Work order 1:
In the article on digital government, how many years has the writer spent working on government websites?
Work order 2:
Repeat the article on digital government word for word from "I’ve seen the" to "points are afterthoughts.".
Work order 3:
Write what comes next in the article on digital government, picking up right after its final sentence.

The digital government paradox
Traditional government websites—with overly aesthetic designs and weak content structures—are now obsolete in the age of artificial intelligence. As digital becomes essential to government service delivery, the public sector must confront this cultural and operational shift now, not later.
I say this after 15 years working on government websites, from developing a widely used goverment WordPress theme to co-founding a software-as-a-service company that supports municipalities with web hosting and content management tools.
I’ve seen the good, bad, and baffling in government websites. I’ve had countless conversations with government leaders about digital strategy. After asking my advice, I’ve been told “we’re going to do it the other way” only to hear later that “we should have done it that way.”
What once felt unimaginable—redefining what a website is—now seems inevitable.
Goodbye, aesthetic-first bureaucracy
Too many governments treat their websites as visual exercises. Content is secondary. API, AI and other access points are afterthoughts.
Sites are often organized around agency structures (yes, still), filled with on-brand design elements— like embellished hero units and carousels—and built to adapt to devices more than user needs.
Design systems like the U.S. Web Design System and the California Design System still matter. But simplicity and elegance—not visual flair—must be the default.
Redefining digital roles
Public sector design must shift from graphic-heavy to content- and data-driven.
Talent priorities must move from visual design to content design, data modeling, technical writing, and user research.
Content designers must understand structured, machine-readable data. Technical writers and subject matter experts must translate policy into plain language. Information architects must simplify complexity into usable content.
Teams must adopt autodidactic mindsets and apply learning quickly to their work and culture. Training—whether via online classes, YouTube, GPT prompts, or vendor demos—must be encouraged, even required.
Everyone—governments and vendors alike—must become service designers.
In this process, cross-functional teams will finally emerge, breaking down silos between digital, communications, policy, and leadership.

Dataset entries
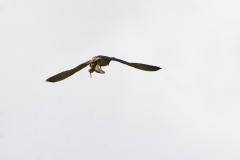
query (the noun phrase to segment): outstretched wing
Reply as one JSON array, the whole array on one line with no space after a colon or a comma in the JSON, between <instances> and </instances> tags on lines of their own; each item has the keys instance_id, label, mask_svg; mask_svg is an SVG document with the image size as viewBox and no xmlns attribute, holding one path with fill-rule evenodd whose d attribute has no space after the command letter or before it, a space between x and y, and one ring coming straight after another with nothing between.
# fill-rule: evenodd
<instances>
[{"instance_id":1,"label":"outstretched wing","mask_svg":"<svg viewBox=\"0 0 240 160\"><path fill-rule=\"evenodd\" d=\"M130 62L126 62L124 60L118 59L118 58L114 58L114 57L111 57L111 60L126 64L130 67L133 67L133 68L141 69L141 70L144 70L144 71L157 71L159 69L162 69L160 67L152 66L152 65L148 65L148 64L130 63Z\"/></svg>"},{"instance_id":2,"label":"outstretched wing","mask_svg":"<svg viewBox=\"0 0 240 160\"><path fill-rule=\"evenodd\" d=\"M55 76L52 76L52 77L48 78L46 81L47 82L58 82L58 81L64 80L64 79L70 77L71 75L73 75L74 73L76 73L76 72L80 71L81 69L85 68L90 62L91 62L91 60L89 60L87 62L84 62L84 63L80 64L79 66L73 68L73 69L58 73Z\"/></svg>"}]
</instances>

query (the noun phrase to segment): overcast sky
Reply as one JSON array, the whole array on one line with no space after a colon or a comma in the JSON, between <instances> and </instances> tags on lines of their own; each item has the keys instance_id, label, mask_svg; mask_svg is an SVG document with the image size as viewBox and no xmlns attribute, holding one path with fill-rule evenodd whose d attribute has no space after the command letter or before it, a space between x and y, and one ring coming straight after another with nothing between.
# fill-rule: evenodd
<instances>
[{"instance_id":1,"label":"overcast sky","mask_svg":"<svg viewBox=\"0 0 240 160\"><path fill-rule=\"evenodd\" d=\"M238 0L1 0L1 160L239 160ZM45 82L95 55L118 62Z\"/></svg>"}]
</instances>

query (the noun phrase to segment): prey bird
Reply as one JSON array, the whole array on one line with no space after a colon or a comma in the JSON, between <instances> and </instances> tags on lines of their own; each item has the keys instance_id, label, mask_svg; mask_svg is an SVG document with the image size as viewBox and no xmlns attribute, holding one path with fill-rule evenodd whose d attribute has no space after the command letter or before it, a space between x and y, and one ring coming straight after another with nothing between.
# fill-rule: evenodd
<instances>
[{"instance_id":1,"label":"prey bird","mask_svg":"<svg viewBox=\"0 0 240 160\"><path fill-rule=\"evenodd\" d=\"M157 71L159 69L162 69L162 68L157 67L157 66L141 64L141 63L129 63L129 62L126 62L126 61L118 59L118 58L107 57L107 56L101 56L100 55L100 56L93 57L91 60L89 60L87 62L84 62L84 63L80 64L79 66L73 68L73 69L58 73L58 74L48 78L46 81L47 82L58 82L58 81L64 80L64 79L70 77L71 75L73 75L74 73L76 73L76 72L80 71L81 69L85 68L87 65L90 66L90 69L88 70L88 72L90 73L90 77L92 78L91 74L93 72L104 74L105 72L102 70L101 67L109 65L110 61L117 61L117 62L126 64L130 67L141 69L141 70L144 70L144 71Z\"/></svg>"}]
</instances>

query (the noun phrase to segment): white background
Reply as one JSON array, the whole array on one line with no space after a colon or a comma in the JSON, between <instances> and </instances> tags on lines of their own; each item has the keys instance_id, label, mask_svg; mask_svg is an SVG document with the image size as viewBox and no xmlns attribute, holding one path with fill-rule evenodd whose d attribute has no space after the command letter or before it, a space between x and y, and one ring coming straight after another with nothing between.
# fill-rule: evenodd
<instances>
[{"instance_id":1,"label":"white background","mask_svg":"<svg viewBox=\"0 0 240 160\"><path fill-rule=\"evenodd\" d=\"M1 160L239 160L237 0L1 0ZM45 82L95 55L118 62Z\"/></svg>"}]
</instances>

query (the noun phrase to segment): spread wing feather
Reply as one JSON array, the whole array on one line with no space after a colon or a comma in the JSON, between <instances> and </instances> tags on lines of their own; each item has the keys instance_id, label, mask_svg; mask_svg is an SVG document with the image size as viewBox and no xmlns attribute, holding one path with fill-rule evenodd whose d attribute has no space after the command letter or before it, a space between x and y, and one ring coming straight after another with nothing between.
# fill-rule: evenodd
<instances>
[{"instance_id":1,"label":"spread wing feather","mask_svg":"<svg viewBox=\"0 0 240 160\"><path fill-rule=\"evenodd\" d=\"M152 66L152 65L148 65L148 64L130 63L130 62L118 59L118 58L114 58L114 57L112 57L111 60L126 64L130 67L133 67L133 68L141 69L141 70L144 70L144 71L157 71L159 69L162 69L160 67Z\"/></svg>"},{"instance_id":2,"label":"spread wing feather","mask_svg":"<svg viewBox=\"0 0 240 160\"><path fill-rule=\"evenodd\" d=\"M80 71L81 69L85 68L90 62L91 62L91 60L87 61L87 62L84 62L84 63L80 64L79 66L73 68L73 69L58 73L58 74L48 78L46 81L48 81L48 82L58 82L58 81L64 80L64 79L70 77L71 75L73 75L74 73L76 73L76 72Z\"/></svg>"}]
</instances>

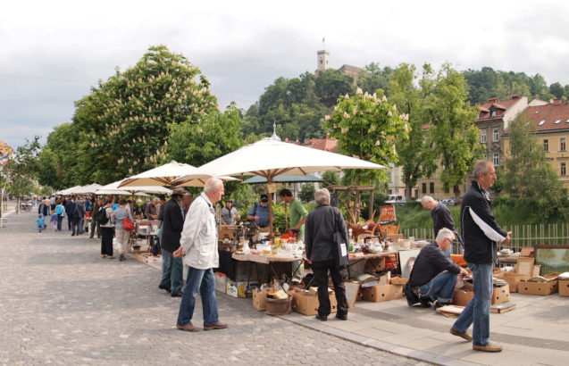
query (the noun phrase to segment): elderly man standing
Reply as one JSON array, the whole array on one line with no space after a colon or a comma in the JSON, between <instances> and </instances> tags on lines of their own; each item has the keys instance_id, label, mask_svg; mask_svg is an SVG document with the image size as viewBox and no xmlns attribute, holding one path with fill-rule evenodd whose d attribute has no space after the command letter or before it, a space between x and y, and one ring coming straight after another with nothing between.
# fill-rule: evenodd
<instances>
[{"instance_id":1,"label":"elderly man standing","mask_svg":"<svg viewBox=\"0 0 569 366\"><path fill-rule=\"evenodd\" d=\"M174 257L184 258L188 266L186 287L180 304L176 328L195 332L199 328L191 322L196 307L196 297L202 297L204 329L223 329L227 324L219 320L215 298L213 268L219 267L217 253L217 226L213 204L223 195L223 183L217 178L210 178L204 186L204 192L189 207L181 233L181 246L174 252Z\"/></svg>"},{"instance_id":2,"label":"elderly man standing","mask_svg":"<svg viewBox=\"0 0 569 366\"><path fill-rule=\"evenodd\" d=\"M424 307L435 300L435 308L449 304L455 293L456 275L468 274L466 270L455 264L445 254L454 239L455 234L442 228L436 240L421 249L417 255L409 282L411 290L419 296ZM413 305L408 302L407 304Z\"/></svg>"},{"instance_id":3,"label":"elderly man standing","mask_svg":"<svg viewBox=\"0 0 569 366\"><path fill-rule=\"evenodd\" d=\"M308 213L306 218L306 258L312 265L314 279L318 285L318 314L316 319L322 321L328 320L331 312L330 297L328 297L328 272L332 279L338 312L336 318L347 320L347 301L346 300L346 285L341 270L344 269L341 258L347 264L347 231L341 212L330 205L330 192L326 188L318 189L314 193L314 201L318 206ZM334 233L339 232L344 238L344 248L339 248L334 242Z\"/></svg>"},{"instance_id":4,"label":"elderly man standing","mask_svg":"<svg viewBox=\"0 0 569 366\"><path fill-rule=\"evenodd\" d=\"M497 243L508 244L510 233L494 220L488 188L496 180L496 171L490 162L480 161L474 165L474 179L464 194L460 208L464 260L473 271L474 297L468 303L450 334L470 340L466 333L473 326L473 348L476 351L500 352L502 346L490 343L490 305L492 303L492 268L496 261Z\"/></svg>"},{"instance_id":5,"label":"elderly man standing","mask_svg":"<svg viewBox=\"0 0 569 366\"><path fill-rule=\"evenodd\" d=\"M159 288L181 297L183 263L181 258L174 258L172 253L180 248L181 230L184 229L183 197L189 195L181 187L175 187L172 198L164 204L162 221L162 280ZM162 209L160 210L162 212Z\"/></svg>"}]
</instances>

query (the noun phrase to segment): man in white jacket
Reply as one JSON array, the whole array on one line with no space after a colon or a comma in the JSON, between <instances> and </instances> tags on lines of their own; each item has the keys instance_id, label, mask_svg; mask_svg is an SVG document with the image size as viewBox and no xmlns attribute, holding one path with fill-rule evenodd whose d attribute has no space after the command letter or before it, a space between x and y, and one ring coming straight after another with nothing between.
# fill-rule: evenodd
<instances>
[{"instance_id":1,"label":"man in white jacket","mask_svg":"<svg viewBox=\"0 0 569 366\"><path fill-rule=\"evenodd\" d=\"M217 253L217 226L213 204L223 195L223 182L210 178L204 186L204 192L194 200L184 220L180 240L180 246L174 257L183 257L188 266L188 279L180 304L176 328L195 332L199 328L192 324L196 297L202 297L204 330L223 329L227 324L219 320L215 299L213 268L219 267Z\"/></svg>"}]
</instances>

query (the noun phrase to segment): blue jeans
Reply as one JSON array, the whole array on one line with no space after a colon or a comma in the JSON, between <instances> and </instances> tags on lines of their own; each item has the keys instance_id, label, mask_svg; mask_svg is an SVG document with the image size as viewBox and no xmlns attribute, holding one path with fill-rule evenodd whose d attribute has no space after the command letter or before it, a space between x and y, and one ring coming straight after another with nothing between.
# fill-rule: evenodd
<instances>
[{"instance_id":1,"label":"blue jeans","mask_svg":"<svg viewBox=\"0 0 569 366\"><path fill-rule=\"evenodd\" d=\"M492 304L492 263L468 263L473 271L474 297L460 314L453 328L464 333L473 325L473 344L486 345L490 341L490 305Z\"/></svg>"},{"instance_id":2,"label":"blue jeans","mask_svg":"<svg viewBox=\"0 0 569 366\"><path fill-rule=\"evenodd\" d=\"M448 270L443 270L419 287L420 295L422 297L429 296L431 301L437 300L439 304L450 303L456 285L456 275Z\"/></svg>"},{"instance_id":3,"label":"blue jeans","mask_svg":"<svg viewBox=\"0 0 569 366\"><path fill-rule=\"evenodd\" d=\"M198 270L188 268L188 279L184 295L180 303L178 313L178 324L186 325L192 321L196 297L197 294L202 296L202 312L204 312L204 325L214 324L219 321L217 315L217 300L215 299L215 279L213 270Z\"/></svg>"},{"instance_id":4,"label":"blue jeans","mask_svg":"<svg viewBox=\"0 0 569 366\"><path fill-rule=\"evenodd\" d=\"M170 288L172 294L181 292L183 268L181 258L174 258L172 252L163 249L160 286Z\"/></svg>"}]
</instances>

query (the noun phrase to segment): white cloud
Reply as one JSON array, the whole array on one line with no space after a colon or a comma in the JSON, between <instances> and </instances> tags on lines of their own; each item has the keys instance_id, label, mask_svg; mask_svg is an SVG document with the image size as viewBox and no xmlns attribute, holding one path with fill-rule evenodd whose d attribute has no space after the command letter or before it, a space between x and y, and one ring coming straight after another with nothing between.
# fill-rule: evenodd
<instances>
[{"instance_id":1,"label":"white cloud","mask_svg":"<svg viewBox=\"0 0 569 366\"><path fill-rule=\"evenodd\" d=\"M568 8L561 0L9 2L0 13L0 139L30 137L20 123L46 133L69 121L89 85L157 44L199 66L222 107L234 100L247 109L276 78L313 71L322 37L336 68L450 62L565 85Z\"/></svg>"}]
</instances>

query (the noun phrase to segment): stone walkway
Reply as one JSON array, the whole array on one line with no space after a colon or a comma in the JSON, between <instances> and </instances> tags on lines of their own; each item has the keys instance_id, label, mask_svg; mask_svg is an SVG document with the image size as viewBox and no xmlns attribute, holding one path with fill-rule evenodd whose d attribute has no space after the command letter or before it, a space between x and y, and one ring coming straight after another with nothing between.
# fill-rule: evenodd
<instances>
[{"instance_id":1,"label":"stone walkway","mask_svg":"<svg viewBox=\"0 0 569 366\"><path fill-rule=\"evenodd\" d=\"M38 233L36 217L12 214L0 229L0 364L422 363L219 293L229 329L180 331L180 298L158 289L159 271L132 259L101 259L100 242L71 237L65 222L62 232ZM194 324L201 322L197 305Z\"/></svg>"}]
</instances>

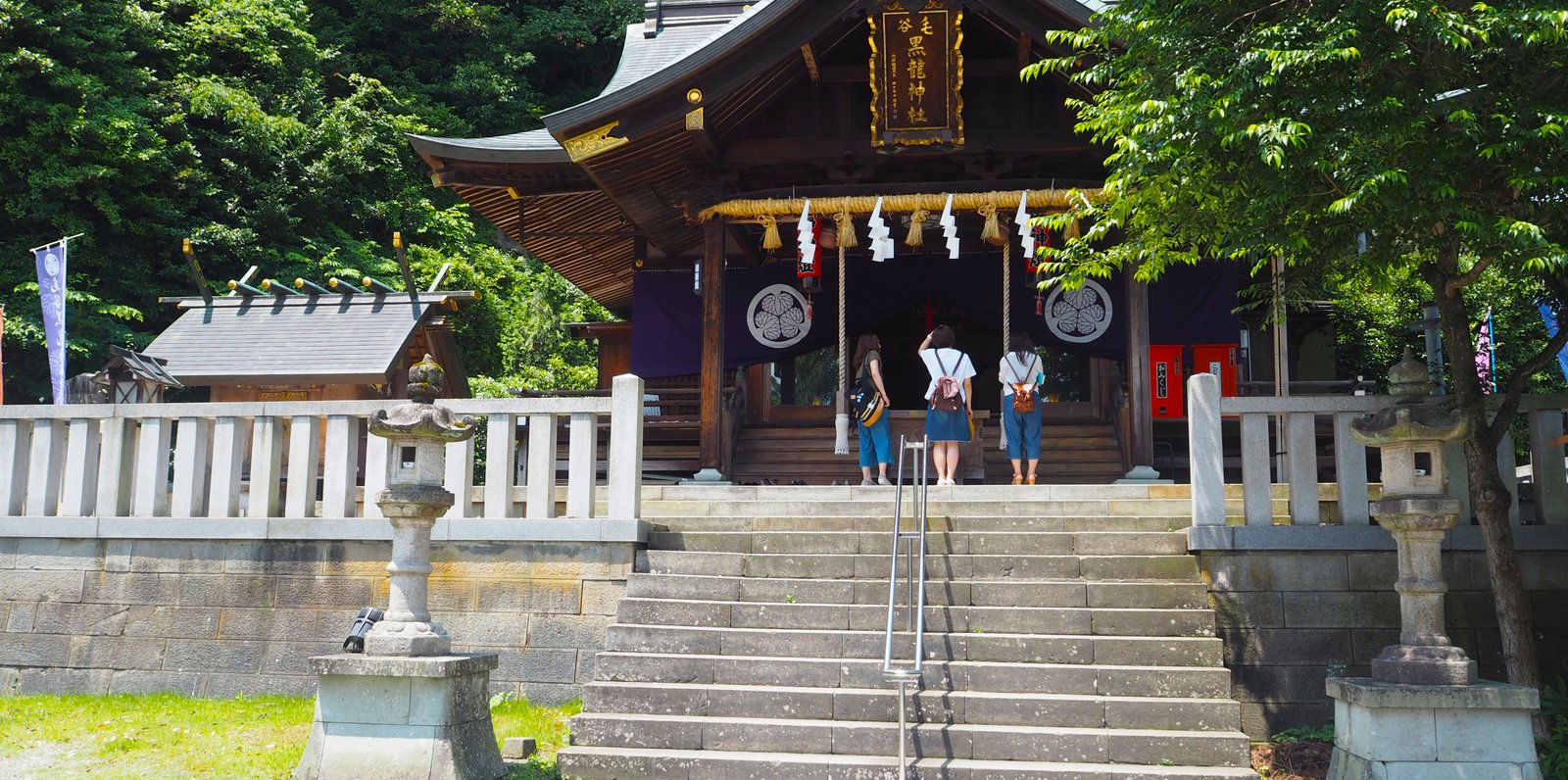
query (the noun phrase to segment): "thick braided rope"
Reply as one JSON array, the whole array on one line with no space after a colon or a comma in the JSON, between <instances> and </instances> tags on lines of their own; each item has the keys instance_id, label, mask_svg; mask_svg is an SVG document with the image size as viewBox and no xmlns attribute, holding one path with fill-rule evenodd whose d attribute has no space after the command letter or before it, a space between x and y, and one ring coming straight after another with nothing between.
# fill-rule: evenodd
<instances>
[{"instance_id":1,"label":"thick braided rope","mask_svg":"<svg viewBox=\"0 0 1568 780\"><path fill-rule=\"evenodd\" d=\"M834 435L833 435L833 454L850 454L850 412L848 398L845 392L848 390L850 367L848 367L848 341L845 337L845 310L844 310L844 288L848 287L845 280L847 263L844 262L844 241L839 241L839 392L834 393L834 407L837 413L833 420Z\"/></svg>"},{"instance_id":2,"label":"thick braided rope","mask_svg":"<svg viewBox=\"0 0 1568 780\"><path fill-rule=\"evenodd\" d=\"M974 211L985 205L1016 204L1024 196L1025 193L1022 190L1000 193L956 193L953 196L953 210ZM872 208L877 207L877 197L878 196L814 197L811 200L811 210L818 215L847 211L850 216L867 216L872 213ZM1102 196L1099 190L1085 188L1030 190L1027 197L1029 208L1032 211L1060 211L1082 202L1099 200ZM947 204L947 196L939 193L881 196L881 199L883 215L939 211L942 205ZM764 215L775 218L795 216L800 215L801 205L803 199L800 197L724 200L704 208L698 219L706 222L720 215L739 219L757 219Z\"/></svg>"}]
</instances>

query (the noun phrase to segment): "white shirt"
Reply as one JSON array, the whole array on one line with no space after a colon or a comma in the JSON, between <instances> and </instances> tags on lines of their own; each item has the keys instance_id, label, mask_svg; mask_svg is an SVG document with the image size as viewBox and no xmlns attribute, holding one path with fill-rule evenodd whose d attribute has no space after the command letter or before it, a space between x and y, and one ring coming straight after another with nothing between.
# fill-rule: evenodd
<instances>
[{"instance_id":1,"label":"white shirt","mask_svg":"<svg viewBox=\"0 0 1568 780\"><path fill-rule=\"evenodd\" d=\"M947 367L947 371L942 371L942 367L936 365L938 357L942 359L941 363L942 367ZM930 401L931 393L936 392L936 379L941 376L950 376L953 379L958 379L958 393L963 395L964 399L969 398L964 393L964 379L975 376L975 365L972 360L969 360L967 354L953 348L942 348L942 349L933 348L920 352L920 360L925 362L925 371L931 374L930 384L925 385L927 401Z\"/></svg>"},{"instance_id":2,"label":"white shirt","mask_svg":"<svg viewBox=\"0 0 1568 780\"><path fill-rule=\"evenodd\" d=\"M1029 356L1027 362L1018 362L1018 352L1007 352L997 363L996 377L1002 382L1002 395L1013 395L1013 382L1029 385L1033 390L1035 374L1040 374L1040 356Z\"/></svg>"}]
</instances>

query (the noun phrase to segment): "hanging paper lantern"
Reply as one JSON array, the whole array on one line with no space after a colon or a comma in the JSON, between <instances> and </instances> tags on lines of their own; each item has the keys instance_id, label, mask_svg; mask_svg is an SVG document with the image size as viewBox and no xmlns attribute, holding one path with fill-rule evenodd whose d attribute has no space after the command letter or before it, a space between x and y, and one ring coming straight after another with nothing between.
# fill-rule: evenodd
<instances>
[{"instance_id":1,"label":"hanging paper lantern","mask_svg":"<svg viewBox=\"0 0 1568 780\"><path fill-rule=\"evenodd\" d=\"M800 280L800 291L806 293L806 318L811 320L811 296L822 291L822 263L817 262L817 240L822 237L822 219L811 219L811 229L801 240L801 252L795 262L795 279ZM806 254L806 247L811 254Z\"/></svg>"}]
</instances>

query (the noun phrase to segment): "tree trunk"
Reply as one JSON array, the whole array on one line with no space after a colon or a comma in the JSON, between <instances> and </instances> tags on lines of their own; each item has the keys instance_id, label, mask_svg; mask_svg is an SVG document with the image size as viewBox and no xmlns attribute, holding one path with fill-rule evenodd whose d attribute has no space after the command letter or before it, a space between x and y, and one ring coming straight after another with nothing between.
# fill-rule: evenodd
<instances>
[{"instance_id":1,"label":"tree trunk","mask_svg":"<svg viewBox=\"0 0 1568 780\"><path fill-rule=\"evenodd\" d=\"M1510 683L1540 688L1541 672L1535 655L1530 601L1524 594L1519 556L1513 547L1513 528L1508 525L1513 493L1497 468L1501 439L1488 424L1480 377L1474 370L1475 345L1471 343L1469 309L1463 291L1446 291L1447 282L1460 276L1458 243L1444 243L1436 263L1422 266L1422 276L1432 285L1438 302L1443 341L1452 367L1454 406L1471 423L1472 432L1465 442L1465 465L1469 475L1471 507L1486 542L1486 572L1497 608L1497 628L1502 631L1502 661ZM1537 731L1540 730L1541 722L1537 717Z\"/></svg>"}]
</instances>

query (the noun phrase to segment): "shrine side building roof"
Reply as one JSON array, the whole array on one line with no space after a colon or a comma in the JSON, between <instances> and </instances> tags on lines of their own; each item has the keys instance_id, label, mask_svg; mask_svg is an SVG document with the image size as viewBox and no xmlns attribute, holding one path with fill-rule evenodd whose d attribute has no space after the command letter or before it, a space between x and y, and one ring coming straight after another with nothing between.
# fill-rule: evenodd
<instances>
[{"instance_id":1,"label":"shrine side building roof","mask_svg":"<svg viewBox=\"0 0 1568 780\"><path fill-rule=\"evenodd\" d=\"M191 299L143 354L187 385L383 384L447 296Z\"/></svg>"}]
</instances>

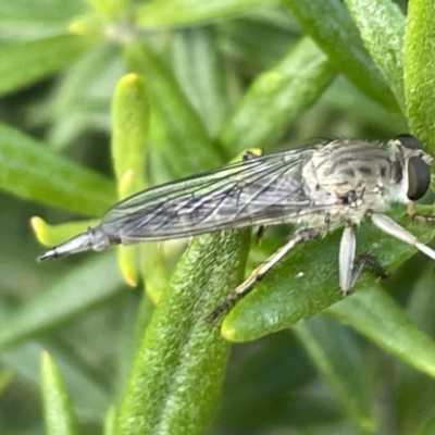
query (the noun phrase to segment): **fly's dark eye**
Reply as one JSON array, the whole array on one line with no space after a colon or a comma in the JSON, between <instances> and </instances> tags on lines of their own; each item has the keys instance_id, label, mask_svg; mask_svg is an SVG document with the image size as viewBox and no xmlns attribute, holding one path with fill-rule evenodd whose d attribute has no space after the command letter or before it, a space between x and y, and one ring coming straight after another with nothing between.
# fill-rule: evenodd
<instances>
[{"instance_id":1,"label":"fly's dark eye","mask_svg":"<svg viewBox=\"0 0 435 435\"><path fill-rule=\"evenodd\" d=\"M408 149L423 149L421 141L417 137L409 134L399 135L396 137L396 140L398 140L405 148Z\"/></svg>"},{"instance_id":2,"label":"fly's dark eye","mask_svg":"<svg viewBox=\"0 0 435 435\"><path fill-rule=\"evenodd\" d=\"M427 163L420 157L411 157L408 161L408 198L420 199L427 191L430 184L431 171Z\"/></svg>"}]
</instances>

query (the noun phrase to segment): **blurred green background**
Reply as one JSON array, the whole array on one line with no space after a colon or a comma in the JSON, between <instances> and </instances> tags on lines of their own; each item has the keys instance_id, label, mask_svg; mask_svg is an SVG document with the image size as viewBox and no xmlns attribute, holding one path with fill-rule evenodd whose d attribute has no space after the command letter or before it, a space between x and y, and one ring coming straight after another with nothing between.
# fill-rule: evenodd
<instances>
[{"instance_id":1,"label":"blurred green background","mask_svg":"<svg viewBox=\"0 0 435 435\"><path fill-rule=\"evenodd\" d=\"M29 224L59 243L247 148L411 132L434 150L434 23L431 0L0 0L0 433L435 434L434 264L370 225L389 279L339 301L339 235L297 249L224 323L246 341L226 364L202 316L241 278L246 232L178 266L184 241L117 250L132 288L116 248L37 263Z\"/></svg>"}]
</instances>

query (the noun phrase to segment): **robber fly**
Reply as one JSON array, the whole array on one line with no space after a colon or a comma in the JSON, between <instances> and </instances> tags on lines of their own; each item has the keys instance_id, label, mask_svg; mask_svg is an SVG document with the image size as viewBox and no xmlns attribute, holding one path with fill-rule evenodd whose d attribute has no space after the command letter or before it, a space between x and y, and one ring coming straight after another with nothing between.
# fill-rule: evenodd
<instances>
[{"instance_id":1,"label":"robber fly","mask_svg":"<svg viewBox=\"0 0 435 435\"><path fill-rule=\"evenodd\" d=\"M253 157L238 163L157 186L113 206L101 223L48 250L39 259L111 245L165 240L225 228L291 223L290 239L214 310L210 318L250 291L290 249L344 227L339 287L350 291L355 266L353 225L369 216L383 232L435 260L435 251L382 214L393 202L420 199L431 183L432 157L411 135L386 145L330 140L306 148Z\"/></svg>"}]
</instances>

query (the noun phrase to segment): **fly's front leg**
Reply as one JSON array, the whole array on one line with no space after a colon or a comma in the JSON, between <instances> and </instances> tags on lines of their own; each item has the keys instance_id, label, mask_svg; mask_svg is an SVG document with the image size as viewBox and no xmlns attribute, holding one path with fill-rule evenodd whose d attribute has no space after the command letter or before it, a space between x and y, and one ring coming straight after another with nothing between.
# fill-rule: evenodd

Response 1:
15 years.

Response 2:
I’ve seen the good, bad, and baffling in government websites. I’ve had countless conversations with government leaders about digital strategy. After asking my advice, I’ve been told “we’re going to do it the other way” only to hear later that “we should have done it that way.”
What once felt unimaginable—redefining what a website is—now seems inevitable.
Goodbye, aesthetic-first bureaucracy
Too many governments treat their websites as visual exercises. Content is secondary. API, AI and other access points are afterthoughts.

Response 3:
Build on content, not aesthetics
The new model for government websites is content-first and structure-deep: modular, reusable blocks of information managed at a single source of truth.
Content must syndicate across platforms, both public and commercial.
Visual design must take cues from developer documentation—scannable, hierarchical, and task-focused.
This content-forward approach will better solve persistent accessibility and performance issues.
The CMS overhaul
WYSIWYG editors and PDF-centric workflows must be phased out. CMS tools must enforce structured content types and design standards.
Governance must become critical. Version control, approvals, and automated compliance must make policy and service information faster and easier to publish.
Leading through change
Civil servants and elected officials must become AI-informed leaders. They now have a real chance to deliver public services at speed and scale—and must act on it.
Resistance is inevitable, even from digital and civic tech advocates, but we can no longer be naive, precious, or rigid about what’s needed.
A mandate for simplicity and service
To deliver great digital public services, governments must invest in function over form: clean, text-based interfaces, structured content, and AI-powered tools to help users find, understand, and access services.
We must evolve beyond outdated ideas of what a government website should look like. The future is radically simple, powered by data, extensible, and run by new talent with new skills.
Government websites, as we know them, are dead. Long live government websites.